_LISTING_.
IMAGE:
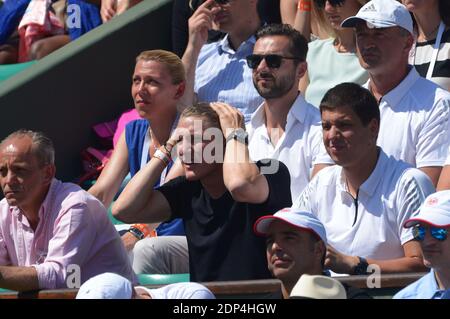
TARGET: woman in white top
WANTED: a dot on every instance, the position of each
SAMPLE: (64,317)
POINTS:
(333,60)
(431,54)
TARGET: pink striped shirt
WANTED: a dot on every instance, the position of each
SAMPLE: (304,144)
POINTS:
(73,229)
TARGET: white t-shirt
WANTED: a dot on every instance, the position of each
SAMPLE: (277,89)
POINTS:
(372,225)
(415,124)
(299,148)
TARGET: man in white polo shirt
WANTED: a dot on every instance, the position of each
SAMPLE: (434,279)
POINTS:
(284,127)
(364,200)
(414,111)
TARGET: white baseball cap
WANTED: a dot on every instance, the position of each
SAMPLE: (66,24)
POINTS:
(297,218)
(435,211)
(318,287)
(106,286)
(382,14)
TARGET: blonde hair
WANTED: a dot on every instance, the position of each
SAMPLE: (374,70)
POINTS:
(169,59)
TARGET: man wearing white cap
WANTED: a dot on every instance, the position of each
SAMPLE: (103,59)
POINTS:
(431,226)
(295,246)
(414,111)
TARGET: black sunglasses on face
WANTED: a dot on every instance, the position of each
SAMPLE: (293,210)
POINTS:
(335,3)
(272,60)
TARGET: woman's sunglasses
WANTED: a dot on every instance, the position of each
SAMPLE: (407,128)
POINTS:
(436,232)
(272,60)
(335,3)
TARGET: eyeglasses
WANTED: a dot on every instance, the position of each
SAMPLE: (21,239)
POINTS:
(335,3)
(437,233)
(272,60)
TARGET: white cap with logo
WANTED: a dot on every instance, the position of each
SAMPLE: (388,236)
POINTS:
(435,211)
(382,14)
(297,218)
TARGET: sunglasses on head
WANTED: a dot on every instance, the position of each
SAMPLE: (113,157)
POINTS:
(436,232)
(272,60)
(335,3)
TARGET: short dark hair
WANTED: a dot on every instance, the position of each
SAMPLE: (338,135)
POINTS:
(299,45)
(444,11)
(354,96)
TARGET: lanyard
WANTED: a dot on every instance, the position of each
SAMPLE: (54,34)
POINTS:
(437,44)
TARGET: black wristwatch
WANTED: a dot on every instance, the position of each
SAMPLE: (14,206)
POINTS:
(239,135)
(361,267)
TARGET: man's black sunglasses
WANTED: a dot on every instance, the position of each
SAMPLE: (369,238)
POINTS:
(272,60)
(321,3)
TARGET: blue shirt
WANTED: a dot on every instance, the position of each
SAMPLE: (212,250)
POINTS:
(424,288)
(222,75)
(135,135)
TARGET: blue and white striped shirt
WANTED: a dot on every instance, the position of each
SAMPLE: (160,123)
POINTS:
(222,75)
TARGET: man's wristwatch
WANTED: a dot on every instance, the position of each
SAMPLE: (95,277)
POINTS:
(361,267)
(239,135)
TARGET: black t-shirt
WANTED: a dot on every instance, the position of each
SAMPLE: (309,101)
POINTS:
(221,242)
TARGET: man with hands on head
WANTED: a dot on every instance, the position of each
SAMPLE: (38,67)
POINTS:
(219,200)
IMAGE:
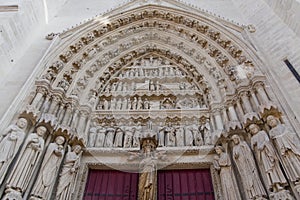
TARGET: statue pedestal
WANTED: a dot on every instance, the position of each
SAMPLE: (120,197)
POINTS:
(12,195)
(283,194)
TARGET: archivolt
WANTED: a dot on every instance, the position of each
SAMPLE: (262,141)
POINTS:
(95,49)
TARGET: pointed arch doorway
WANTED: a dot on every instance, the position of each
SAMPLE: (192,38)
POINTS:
(191,184)
(195,184)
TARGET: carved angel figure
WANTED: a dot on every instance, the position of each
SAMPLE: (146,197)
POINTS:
(10,141)
(68,175)
(50,166)
(222,163)
(28,160)
(289,146)
(261,144)
(245,163)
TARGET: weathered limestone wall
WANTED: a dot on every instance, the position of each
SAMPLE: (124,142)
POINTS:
(288,11)
(275,41)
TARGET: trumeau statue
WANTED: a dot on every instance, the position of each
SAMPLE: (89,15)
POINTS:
(110,134)
(68,175)
(245,163)
(28,160)
(289,146)
(147,182)
(266,154)
(10,141)
(222,163)
(101,133)
(92,136)
(49,169)
(179,135)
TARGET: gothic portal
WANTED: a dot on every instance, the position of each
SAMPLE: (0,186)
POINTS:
(151,91)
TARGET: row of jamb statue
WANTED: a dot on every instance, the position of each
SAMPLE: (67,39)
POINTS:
(18,178)
(286,142)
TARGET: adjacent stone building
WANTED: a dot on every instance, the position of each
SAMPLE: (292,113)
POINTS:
(152,99)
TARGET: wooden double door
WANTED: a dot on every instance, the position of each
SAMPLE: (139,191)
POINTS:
(171,185)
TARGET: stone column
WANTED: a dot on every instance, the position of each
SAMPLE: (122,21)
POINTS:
(218,120)
(67,178)
(82,122)
(75,119)
(49,170)
(255,100)
(40,92)
(232,114)
(54,105)
(262,93)
(68,115)
(60,113)
(239,107)
(246,102)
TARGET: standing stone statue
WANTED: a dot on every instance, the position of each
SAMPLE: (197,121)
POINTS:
(189,138)
(205,132)
(10,141)
(92,136)
(289,146)
(137,135)
(119,137)
(28,161)
(197,135)
(110,135)
(101,133)
(49,169)
(222,163)
(179,135)
(129,131)
(161,135)
(147,180)
(243,158)
(68,175)
(261,144)
(170,136)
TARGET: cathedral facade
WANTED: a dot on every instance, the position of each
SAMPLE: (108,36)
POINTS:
(147,102)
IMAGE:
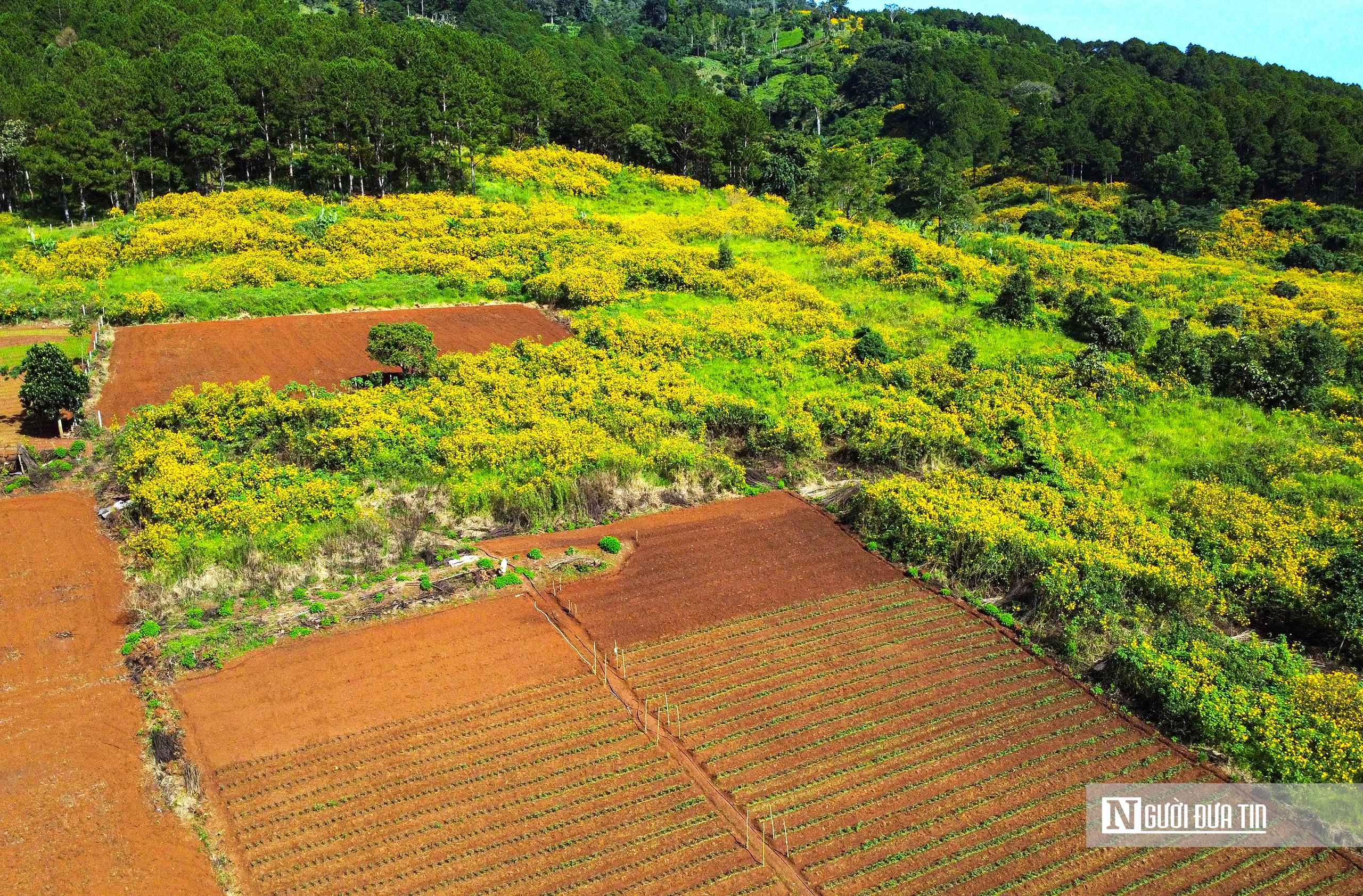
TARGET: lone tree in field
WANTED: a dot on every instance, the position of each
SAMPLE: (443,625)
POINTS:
(51,384)
(405,346)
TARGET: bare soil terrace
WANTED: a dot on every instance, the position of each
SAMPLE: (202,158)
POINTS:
(150,362)
(469,751)
(695,566)
(77,808)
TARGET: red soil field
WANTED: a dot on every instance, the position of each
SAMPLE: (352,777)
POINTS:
(469,751)
(76,804)
(907,745)
(692,568)
(327,686)
(150,362)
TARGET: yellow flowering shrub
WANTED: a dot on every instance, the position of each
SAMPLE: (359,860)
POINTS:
(558,168)
(137,307)
(1241,235)
(1261,552)
(1262,703)
(1089,553)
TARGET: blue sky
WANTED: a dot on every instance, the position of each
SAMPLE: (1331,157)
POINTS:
(1323,37)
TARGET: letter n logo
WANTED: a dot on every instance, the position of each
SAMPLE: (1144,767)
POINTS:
(1121,815)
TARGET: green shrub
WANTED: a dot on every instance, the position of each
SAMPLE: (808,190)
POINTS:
(870,346)
(724,259)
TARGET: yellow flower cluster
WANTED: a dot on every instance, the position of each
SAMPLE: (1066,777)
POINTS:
(558,168)
(512,426)
(1089,197)
(137,307)
(1241,235)
(1261,552)
(1262,703)
(86,258)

_YOUR INSTRUCTIONS_.
Transcribe the material exactly, leaving every picture out.

_RESULT FOR THIS TASK_.
IMAGE:
TARGET: woman in white top
WANTED: a dot on every instance, the position of each
SAMPLE: (64,317)
POINTS:
(333,60)
(431,54)
TARGET: pink striped shirt
WANTED: a dot on every instance, the position of each
SAMPLE: (304,144)
POINTS:
(73,229)
TARGET: white t-shirt
WANTED: a dot on every instance, the position of each
SAMPLE: (277,89)
POINTS:
(372,225)
(415,124)
(299,148)
TARGET: man in white polo shirt
WANTED: a dot on every instance, the position of each
SAMPLE: (434,279)
POINTS:
(284,127)
(364,200)
(414,111)
TARGET: white baseball cap
WANTED: a dot on every instance, the position of each
SAMPLE: (66,24)
POINTS:
(297,218)
(435,211)
(318,287)
(106,286)
(382,14)
TARGET: blonde hair
WANTED: a dot on every instance, the position of each
SAMPLE: (374,70)
POINTS:
(169,59)
TARGET: man wearing white cap
WANTED: a dot on every instance, the position of each
SAMPLE: (103,59)
POINTS:
(431,226)
(295,246)
(414,111)
TARGET: black sunglasses on face
WANTED: a dot on every instance, the position of each
SAMPLE: (293,210)
POINTS:
(335,3)
(272,60)
TARGET: woman's sunglasses
WANTED: a dot on every instance, the position of each
SAMPLE: (407,128)
POINTS:
(436,232)
(272,60)
(335,3)
TARGET: eyeglasses
WANTED: a dot on every instance, the position of each
SAMPLE: (21,239)
POINTS:
(335,3)
(437,233)
(272,60)
TARGET: white cap with logo
WANTED: a dot on every instance, the position of each
SAMPLE: (388,236)
POINTS:
(435,211)
(382,14)
(297,218)
TARGET: sunglasses on head
WANTED: a dot on every instance, the position of each
SAMPLE: (113,157)
POINTS:
(436,232)
(272,60)
(335,3)
TARGET: short dark hair
WANTED: a dot on every instance, the position of each
SAMPLE: (338,135)
POINTS:
(299,45)
(444,11)
(354,96)
TARGET: lanyard
WANTED: a dot on every instance, the position of each
SAMPLE: (54,34)
POINTS:
(437,44)
TARGET: black wristwatch
WANTED: a dot on every instance, the position of each
SAMPLE: (14,206)
POINTS:
(239,135)
(361,267)
TARGET: man's black sunglasses
WANTED: a dot on every instance, the position of each
SAMPLE: (369,238)
POINTS:
(272,60)
(321,3)
TARGET: blue shirt
WANTED: a dot on every instance, the position of each
SAMPLE: (212,250)
POINTS:
(424,288)
(222,75)
(135,135)
TARGET: blue and white striped shirt
WANTED: a dot on every instance, the position of each
SAMPLE: (160,123)
POINTS:
(222,75)
TARGET: man's wristwatch
WANTED: a dot on every instance, the position of each
SAMPLE: (95,277)
POINTS:
(361,267)
(239,135)
TARGET: black t-shirt
WANTED: a dot on every instance, the position of each
SAMPLE: (309,101)
POINTS:
(221,242)
TARGET: man with hands on head
WANTED: a dot on every instance, the position of each
SAMPLE: (38,67)
POINTS:
(219,200)
IMAGE:
TARGET: statue pedestal
WANTED: a dot on every instance, the position of each
SAMPLE: (120,197)
POINTS:
(12,195)
(283,194)
TARGET: archivolt
WANTED: a dot on every instance, the position of each
SAMPLE: (262,141)
POINTS:
(95,49)
TARGET: pointed arch doorway
WANTED: a dot on every instance, the position of each
SAMPLE: (192,38)
POINTS:
(191,184)
(195,184)
TARGET: carved angel figure
WANTED: a dot on every instance, the position of each
SAMPLE: (146,197)
POINTS:
(10,141)
(68,175)
(50,166)
(222,163)
(28,160)
(289,146)
(261,144)
(245,163)
TARGET: weathered limestone wall
WANTED: a dot on every instance, the position of each
SAMPLE: (124,142)
POINTS:
(288,11)
(275,41)
TARGET: trumeau statue
WANTED: a dot on every instance, the position of each
SAMPLE: (89,15)
POINTS:
(110,134)
(68,175)
(245,163)
(28,160)
(289,146)
(147,182)
(266,154)
(10,141)
(222,163)
(101,133)
(92,136)
(49,169)
(179,135)
TARGET: gothic portal
WANTED: a dot on every instance, the position of each
SAMPLE: (0,186)
POINTS:
(151,91)
TARGET: row of jamb statue
WANTED: a dot on every instance, the position of each
SAMPLE: (67,39)
POINTS:
(18,178)
(286,142)
TARGET: adjacent stone building
WANTED: a dot on every instance, the position of each
SAMPLE: (292,113)
POINTS:
(152,99)
TARGET: wooden double door
WANTED: a dot on every instance, the position of each
SAMPLE: (139,191)
POINTS:
(171,185)
TARGET: stone column
WANTED: a dot on every instance, the position of each
SAMPLE: (122,21)
POINTS:
(218,120)
(67,178)
(82,122)
(75,119)
(49,170)
(255,100)
(40,92)
(232,114)
(54,105)
(262,93)
(68,115)
(60,113)
(239,107)
(246,102)
TARGET: standing stone statue
WANTED: a dot on every instance, the position of each
SAMPLE: (197,121)
POINTS:
(189,138)
(205,132)
(10,141)
(92,136)
(289,146)
(137,135)
(119,137)
(28,161)
(197,135)
(110,135)
(101,133)
(49,169)
(222,163)
(179,135)
(129,131)
(161,135)
(147,180)
(243,158)
(68,175)
(261,144)
(170,136)
TARGET: cathedral facade
WANTED: a dot on every instance, the position of each
SAMPLE: (108,36)
POINTS:
(147,102)
IMAGE:
TARGET: lone tree in field
WANTED: a dot on every instance, the position of each
SAMPLE: (443,625)
POINTS:
(51,384)
(405,346)
TARGET: bare soil terrace
WANTED: a dot on every instance, the position of each
SAMPLE: (202,158)
POINTS:
(150,362)
(469,751)
(695,566)
(77,808)
TARGET: red soil field
WANTED: a dot on every instance, the position of each
SAMPLE: (352,777)
POINTS:
(469,751)
(76,804)
(907,745)
(692,568)
(327,686)
(150,362)
TARGET: yellow flowering shrub
WANTED: a dot on every instance, the position of each
SAMPLE: (359,860)
POINTS:
(558,168)
(137,307)
(1241,235)
(1261,552)
(1262,703)
(1089,553)
TARGET: blue sky
WANTED: a dot on every instance, the position of each
SAMPLE: (1331,157)
POINTS:
(1323,37)
TARGET: letter n logo
WANTED: a dot on every instance, the position of each
SAMPLE: (1144,767)
POINTS:
(1121,815)
TARGET: green shrub
WANTED: a dot on every instance, the position of each
SAMPLE: (808,190)
POINTS:
(870,346)
(724,259)
TARGET: yellow flower cluster
WANTED: a dot on every instance, the position of each
SAMPLE: (1066,777)
POINTS:
(558,168)
(512,426)
(1089,197)
(137,307)
(1241,235)
(1261,552)
(1262,703)
(86,258)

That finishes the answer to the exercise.